» PROVIDED DATA
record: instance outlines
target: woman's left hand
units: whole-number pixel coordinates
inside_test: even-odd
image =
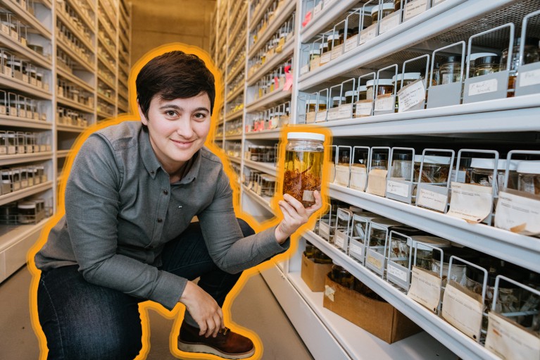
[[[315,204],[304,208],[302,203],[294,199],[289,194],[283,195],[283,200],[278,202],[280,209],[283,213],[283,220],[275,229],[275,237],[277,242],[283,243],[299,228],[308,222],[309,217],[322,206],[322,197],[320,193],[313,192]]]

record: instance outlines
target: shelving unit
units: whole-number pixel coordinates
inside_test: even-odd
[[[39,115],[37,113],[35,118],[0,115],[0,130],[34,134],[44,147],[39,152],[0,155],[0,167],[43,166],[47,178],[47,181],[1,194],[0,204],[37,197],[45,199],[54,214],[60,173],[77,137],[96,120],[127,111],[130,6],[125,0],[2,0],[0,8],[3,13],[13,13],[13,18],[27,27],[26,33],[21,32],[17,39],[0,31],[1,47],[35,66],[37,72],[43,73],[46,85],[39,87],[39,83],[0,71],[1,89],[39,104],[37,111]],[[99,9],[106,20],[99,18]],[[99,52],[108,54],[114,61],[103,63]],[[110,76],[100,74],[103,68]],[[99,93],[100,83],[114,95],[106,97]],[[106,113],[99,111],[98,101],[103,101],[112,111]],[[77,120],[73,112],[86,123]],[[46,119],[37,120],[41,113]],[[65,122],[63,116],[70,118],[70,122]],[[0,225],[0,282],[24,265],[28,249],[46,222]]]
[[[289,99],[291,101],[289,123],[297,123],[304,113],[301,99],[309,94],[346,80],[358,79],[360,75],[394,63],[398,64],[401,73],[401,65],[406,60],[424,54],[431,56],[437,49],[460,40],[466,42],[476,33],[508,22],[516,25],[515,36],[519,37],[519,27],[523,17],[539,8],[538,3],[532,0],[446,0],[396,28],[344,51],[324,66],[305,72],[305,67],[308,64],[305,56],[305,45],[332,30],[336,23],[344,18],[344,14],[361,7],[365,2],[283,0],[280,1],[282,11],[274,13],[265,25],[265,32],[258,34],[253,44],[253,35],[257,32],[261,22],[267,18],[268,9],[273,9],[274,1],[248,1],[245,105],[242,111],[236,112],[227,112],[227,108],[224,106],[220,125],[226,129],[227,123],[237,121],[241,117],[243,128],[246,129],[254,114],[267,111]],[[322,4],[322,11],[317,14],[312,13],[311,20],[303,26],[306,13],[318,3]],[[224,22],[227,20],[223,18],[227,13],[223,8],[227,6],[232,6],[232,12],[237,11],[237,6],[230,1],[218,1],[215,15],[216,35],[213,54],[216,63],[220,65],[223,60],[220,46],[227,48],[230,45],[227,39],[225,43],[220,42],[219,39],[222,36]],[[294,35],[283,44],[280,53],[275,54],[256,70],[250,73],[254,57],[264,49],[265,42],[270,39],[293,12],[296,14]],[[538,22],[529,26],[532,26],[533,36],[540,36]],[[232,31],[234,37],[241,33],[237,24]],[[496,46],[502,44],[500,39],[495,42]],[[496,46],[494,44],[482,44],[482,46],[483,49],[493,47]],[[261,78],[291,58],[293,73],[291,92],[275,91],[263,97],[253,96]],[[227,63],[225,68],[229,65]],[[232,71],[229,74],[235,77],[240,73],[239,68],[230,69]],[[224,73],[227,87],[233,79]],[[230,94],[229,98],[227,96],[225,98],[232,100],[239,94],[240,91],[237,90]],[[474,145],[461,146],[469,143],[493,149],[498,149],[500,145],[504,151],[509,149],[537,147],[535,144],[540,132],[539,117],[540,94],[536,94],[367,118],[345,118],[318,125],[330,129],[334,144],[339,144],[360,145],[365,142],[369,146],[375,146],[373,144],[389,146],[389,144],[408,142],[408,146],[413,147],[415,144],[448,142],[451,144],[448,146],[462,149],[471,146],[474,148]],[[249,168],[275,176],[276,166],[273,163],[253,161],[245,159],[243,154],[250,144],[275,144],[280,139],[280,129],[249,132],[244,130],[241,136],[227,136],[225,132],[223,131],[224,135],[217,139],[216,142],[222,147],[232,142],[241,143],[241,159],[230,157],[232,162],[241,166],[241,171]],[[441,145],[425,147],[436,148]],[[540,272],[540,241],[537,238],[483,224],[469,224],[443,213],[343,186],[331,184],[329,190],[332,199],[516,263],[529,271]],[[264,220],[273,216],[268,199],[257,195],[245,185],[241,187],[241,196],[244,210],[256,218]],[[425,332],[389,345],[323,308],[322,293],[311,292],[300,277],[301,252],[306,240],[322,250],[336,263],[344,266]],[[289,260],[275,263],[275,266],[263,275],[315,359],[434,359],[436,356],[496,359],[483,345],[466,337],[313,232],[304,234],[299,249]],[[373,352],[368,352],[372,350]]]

» OBJECTIVE
Filter the items above, keeping only the lines that contain the word "target", and copy each of those lines in full.

» RESPONSE TO THIS TASK
target: woman's left hand
target: shelving unit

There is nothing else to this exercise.